Saved data entries:

-*-*-

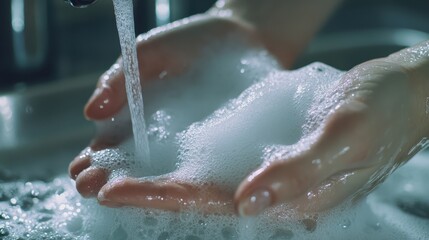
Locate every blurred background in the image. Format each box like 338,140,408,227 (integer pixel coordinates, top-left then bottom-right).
0,0,429,176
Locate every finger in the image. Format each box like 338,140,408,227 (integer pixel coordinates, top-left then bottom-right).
69,148,91,180
292,167,377,213
98,178,233,213
76,167,108,198
234,99,372,215
84,61,126,120
234,155,334,216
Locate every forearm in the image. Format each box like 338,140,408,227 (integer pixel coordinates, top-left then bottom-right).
211,0,342,67
387,40,429,140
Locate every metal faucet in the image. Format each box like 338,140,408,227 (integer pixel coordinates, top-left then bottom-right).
64,0,97,8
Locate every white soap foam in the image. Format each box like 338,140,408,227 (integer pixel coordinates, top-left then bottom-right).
74,45,429,239
0,40,429,240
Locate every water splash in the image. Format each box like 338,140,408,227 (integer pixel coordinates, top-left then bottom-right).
113,0,151,169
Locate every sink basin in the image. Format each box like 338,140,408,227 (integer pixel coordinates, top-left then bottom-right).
0,29,429,239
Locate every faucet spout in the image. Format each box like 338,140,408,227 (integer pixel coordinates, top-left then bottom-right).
64,0,97,8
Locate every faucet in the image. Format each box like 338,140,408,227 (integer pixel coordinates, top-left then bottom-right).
64,0,97,8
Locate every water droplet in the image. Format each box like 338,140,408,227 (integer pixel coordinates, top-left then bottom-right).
269,229,293,240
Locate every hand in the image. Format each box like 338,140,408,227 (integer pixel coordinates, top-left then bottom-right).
234,42,429,216
69,15,260,212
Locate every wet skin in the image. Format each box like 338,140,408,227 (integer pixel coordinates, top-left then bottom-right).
69,13,429,215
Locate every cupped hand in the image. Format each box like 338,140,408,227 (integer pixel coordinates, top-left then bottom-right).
69,14,260,212
234,43,429,216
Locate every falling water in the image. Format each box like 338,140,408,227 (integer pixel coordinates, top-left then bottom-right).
113,0,151,169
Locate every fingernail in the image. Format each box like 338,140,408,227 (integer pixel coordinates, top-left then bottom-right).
86,87,111,120
238,189,273,216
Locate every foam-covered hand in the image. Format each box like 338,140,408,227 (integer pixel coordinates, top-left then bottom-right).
234,42,429,215
69,14,259,214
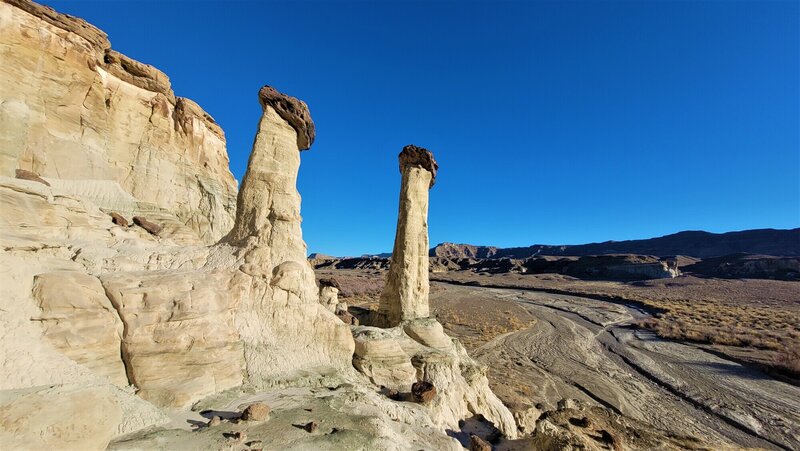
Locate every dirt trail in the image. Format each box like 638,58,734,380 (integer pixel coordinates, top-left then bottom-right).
441,285,800,449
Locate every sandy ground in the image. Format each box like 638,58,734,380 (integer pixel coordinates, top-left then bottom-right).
325,270,800,449
433,284,800,449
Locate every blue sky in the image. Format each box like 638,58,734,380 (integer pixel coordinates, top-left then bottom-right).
47,1,800,255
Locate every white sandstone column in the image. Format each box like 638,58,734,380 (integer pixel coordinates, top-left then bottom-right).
379,145,438,327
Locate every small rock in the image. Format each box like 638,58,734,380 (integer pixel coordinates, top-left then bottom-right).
319,277,342,290
133,216,161,235
16,169,50,186
569,417,592,428
411,381,436,403
227,431,247,443
469,434,492,451
557,398,580,409
108,211,128,227
336,310,358,326
303,421,319,432
242,402,270,421
386,388,400,401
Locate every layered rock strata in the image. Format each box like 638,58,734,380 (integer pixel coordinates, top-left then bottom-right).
0,0,237,243
353,146,517,438
0,0,514,449
378,145,438,326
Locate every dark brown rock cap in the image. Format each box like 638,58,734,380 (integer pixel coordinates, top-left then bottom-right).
398,144,439,186
258,85,316,150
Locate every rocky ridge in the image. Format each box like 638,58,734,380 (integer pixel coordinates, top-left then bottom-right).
0,0,237,244
0,0,517,449
430,228,800,259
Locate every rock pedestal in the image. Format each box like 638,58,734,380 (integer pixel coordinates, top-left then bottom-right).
379,145,438,327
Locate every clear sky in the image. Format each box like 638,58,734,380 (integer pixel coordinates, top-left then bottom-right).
50,1,800,255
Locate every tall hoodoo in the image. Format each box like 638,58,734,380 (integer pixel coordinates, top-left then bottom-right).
227,86,314,247
222,86,354,383
379,145,439,326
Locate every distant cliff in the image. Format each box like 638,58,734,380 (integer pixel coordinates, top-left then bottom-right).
430,228,800,259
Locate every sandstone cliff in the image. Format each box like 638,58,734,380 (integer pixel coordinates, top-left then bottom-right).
0,0,237,243
0,0,516,449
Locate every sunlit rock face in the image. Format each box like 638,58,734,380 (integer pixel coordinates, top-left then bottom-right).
0,0,237,243
0,0,515,449
379,145,438,326
353,145,517,438
220,86,355,384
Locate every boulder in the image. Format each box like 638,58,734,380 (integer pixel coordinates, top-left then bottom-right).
133,216,161,235
242,402,270,421
469,434,492,451
108,211,128,227
411,381,436,403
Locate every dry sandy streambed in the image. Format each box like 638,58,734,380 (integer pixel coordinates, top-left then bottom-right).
431,283,800,449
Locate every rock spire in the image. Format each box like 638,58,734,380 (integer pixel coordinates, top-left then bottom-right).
379,145,439,326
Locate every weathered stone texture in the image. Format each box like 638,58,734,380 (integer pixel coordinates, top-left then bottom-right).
379,146,438,326
0,0,236,243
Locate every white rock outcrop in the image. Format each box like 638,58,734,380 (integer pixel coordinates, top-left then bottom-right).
0,0,236,243
378,145,439,326
0,0,515,449
353,145,517,438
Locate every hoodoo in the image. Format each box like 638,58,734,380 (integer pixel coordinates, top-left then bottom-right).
379,145,439,326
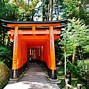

-*-*-

→ **What to produce**
Please replace "integer pixel coordinates" with "whole-number pixel coordinates" in every one of the items above, keeping everything else the same. Omit the pictures from your answer.

→ **Completed task**
Locate every blurred background in the image. Format each box like 338,140,408,227 (whole-number pixel coordinates, top-left then bottom-right).
0,0,429,176
Locate every finger in the image. Format each box like 338,140,408,227 (whole-number pixel coordinates, top-left then bottom-right).
69,148,91,180
292,167,377,213
98,178,233,213
76,167,108,198
234,99,372,215
84,61,126,120
234,155,334,216
Locate every forearm in the image. Format each box like 338,140,408,227 (whole-number pixel coordinates, top-left then bottom-right).
211,0,342,67
387,40,429,140
Locate every metal faucet in the image. Format each box like 338,140,408,227 (whole-number pixel coordinates, top-left then bottom-right).
64,0,97,8
Locate every white soap foam in the image. Format each box like 338,140,408,227 (whole-number pixel coordinates, top-left then bottom-right).
74,45,429,239
0,40,429,240
Locate every water splash in the image. Format each box like 338,140,408,227 (whole-number pixel coordinates, top-left then bottom-right).
113,0,151,169
Locate every sink basin in the image. Format each box like 338,140,408,227 (whole-number pixel coordinates, top-left then bottom-right).
0,29,429,239
Locate every faucet spout in the image. Format each box like 338,140,408,227 (whole-number pixel coordinates, top-left then bottom-right).
64,0,97,8
Locate every faucet in the image. Format each box like 338,140,408,227 (whole-number pixel coordinates, top-left then bottom-right).
64,0,97,8
Locate every water droplet in the image. Format each box like 338,140,408,227 (whole-number pixel coordinates, top-left then bottom-right).
269,229,293,240
Locate every hand in the image. Format each box like 338,140,408,227 (whole-number pixel coordinates, top-left then bottom-right).
234,42,429,216
69,15,260,212
Locate every wet skin in the image. Format each box like 338,140,408,227 (whole-number pixel coordinates, top-left then bottom-right).
69,13,429,215
Locate every cupped hand in the image. Format each box like 338,140,408,227 (whole-number pixel coordinates, top-left then bottom-right).
69,14,260,212
234,43,429,216
Locate every falling water in the image. Format each box like 338,140,408,227 (whole-number pixel coordinates, top-left then bottom-right).
113,0,151,169
Locate every fingernail in the image. Format each box like 338,140,408,227 (whole-number pixel coordinates, top-left then bottom-right).
86,87,111,120
238,189,273,216
Locate every foam-covered hand in the image. Format each box like 338,140,408,227 (whole-number pixel coordinates, top-left then bottom-right).
234,42,429,215
69,14,259,214
Locate every dirt trail in the image. Format each box like 638,58,734,380 (whole-number pixel coordinates, top-left then bottom-right).
441,285,800,449
Locate every sandy ground in the image. Format each box like 638,58,734,380 (whole-number pixel coordinates, top-left then bottom-right).
325,270,800,449
433,284,800,449
Locate every blue sky in the image. Format each box like 638,58,734,380 (whole-number pixel coordinates, top-left then bottom-right).
47,1,800,255
Locate every white sandstone column in the image. Format each box like 638,58,734,380 (whole-number pixel coordinates, top-left then bottom-right).
379,145,438,327
Locate every small rock in the image. Format each box like 638,58,734,380 (whole-number pixel coordinates, top-left then bottom-right).
319,277,342,290
133,216,161,235
16,169,50,186
569,417,592,428
411,381,436,403
227,431,247,443
469,434,492,451
557,398,580,409
108,211,128,227
336,310,358,326
303,421,319,432
242,402,270,421
386,388,400,401
Locate every layered rock strata in the image. Format each box like 638,58,734,380 (whole-number pixel coordinates, top-left then bottom-right).
0,0,237,243
353,146,517,438
0,0,514,449
378,145,438,326
Locate every dark brown rock cap in the image. Format each box like 638,58,734,380 (whole-number pixel coordinates, top-left then bottom-right).
398,144,439,186
258,85,316,150
Locate every rocky ridge in the image. Format each box like 638,58,734,380 (whole-number pixel coordinates, top-left then bottom-right).
0,0,237,244
0,0,517,449
430,228,800,259
Locate every rock pedestal in the image. Format each box like 638,58,734,380 (whole-number pixel coordinates, top-left then bottom-right).
379,145,438,327
Locate every clear sky in the image. Format each box like 638,58,734,380 (whole-number pixel coordinates, top-left then bottom-right).
50,1,800,255
Locate every tall hoodoo in the image. Format each box like 638,58,734,380 (whole-number pixel coordinates, top-left then bottom-right).
227,86,314,247
222,86,354,383
379,145,439,326
Locate every distant cliff in the image. Format each box like 638,58,734,380 (whole-number pixel coordinates, top-left then bottom-right).
430,228,800,259
Locate every sandstone cliff in the image. Format each box like 638,58,734,380 (whole-number pixel coordinates, top-left then bottom-right).
0,0,237,243
0,0,516,449
Locate every sunlit rock face in the image. Format each box like 638,58,734,380 (whole-number pixel coordinates, top-left then bottom-right).
0,0,237,243
0,0,515,449
379,145,438,326
353,145,517,438
220,86,355,384
Locate every boulder in the image. Format each box like 638,58,734,380 (whole-number pixel coordinates, top-left then bottom-right).
133,216,161,235
242,402,270,421
469,434,492,451
108,211,128,227
411,381,436,403
Locate every dry sandy streambed in the image. Format each box like 638,58,734,380 (whole-number pixel coordinates, top-left then bottom-right).
431,283,800,449
Locate every rock spire in the image. Format each box like 638,58,734,380 (whole-number pixel coordinates, top-left then bottom-right).
379,145,439,326
Locate every weathered stone texture in the image. Format each box like 638,58,734,380 (whole-number pixel coordinates, top-left then bottom-right).
379,146,438,326
0,0,236,243
Locate every white rock outcrop in the image. Format each box like 638,58,734,380 (whole-number pixel coordinates, top-left then bottom-right).
0,0,236,243
378,145,439,326
0,0,515,449
353,145,517,438
Locate every hoodoo in the image. Format each box like 638,58,734,380 (whole-number pixel coordinates, top-left then bottom-right).
379,145,439,326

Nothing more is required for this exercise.